Activity list:
(1) Duplicate the passage of the article on Putin's uranium proposal from "Putin proposes storing" to "Iran’s nuclear program.".
(2) Answer these questions using the article on Putin's plan for Iran's enriched uranium:
(a) On what date did the meeting in Beijing take place?
(b) Who confirmed the proposal on behalf of the Kremlin?
(c) On what date did Sergey Lavrov bring the pitch to China?
(3) Extend the article on Putin's plan to store Iran's enriched uranium in Russia, picking up after its final sentence.

Text section:
+===+
Putin proposes storing Iranian enriched uranium in Russia, pitches plan to Xi Jinping
The Kremlin is positioning itself as a nuclear middleman between Iran and the West, reviving a diplomatic playbook from the Obama era.
Russian President Vladimir Putin used his recent visit to Beijing to pitch Chinese President Xi Jinping on a bold piece of nuclear diplomacy: moving Iran’s enriched uranium stockpiles to Russia for storage. The proposal, confirmed by Kremlin spokesperson Dmitry Peskov, represents Moscow’s latest attempt to insert itself as the indispensable mediator in the increasingly tense standoff over Iran’s nuclear program.
The meeting took place on May 21, 2026.
A proposal that keeps getting rejected
Putin didn’t debut this plan in Beijing. He first floated it to US President Donald Trump during a phone call around March 13, 2026. The White House turned it down.
Undeterred, Russian Foreign Minister Sergey Lavrov brought the same pitch to China on April 15, 2026, emphasizing Russia’s willingness to reprocess Iran’s uranium into fuel-grade material.
+===+
Provided material:

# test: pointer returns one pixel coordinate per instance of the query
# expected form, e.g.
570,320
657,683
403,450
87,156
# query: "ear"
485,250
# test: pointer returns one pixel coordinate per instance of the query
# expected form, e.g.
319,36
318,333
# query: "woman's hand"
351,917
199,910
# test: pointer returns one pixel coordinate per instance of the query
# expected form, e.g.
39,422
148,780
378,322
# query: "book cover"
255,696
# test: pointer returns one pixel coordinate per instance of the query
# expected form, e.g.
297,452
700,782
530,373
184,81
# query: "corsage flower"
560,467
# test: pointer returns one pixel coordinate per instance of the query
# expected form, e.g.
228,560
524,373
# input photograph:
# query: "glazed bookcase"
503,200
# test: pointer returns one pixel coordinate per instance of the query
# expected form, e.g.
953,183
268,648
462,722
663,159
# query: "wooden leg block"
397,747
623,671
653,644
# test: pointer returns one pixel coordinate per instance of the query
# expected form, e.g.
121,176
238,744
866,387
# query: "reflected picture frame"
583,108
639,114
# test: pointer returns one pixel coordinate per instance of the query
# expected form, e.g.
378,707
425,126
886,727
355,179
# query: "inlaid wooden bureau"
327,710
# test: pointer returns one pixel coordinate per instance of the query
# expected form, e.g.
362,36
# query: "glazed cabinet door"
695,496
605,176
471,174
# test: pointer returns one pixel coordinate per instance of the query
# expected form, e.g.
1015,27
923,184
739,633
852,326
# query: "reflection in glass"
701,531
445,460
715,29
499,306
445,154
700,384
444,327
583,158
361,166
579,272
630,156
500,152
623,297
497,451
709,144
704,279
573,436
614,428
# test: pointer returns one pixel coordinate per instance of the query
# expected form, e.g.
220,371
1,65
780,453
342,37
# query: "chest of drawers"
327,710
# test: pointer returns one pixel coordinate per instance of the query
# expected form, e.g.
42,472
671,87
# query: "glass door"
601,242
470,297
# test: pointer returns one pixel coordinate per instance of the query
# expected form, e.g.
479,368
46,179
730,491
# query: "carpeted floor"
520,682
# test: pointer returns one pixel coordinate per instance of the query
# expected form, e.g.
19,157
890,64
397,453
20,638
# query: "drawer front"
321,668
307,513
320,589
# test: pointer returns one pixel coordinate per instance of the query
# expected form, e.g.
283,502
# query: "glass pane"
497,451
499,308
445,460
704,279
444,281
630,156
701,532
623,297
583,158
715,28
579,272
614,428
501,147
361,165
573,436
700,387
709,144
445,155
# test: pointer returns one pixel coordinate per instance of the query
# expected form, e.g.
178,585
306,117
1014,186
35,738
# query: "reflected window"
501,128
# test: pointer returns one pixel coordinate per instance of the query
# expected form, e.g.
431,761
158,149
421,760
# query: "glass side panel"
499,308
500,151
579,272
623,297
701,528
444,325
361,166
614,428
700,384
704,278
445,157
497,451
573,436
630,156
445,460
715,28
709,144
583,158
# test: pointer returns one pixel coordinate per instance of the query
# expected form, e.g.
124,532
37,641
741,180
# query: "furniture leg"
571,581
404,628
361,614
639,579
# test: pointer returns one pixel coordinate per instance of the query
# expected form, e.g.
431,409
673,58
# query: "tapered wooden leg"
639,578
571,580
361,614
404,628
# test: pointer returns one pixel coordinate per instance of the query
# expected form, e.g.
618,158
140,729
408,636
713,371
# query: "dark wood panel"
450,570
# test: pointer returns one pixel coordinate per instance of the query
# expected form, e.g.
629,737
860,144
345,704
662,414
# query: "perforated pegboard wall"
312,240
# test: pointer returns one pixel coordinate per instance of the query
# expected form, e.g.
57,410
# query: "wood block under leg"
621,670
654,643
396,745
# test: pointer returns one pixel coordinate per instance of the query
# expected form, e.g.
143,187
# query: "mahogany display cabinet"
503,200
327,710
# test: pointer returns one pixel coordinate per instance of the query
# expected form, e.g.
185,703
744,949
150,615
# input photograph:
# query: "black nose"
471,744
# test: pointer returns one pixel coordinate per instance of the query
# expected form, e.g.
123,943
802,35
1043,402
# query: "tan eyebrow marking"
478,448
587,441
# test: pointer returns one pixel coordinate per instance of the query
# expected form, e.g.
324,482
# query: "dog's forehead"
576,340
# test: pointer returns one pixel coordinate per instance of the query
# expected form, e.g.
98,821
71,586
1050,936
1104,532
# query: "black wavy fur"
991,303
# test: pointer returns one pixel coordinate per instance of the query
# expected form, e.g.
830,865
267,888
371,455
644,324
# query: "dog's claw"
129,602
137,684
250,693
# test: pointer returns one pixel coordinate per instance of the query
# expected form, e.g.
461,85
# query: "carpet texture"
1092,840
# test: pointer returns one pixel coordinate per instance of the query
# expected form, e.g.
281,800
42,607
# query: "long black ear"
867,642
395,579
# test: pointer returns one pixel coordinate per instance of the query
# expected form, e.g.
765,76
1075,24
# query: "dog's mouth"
+===+
Results of the tasks:
(1)
Putin proposes storing Iranian enriched uranium in Russia, pitches plan to Xi Jinping
The Kremlin is positioning itself as a nuclear middleman between Iran and the West, reviving a diplomatic playbook from the Obama era.
Russian President Vladimir Putin used his recent visit to Beijing to pitch Chinese President Xi Jinping on a bold piece of nuclear diplomacy: moving Iran’s enriched uranium stockpiles to Russia for storage. The proposal, confirmed by Kremlin spokesperson Dmitry Peskov, represents Moscow’s latest attempt to insert itself as the indispensable mediator in the increasingly tense standoff over Iran’s nuclear program.

(2)
(a) May 21, 2026
(b) Kremlin spokesperson Dmitry Peskov
(c) April 15, 2026

(3)
Russia’s nuclear babysitting resume
This isn’t actually new territory for Moscow. Russia played a nearly identical role under the 2015 Joint Comprehensive Plan of Action, the Obama-era nuclear deal commonly known as the JCPOA. Under that agreement, Russia facilitated the physical relocation of large quantities of low-enriched uranium out of Iran.
That arrangement was widely considered one of the JCPOA’s most concrete achievements. Iran’s stockpile was reduced, international inspectors could verify the transfers, and Russia got to play the role of trusted custodian.
Putin’s decision to bring Xi Jinping into the conversation adds a new dimension. China was one of the original signatories to the JCPOA and has maintained relatively stable relations with Tehran.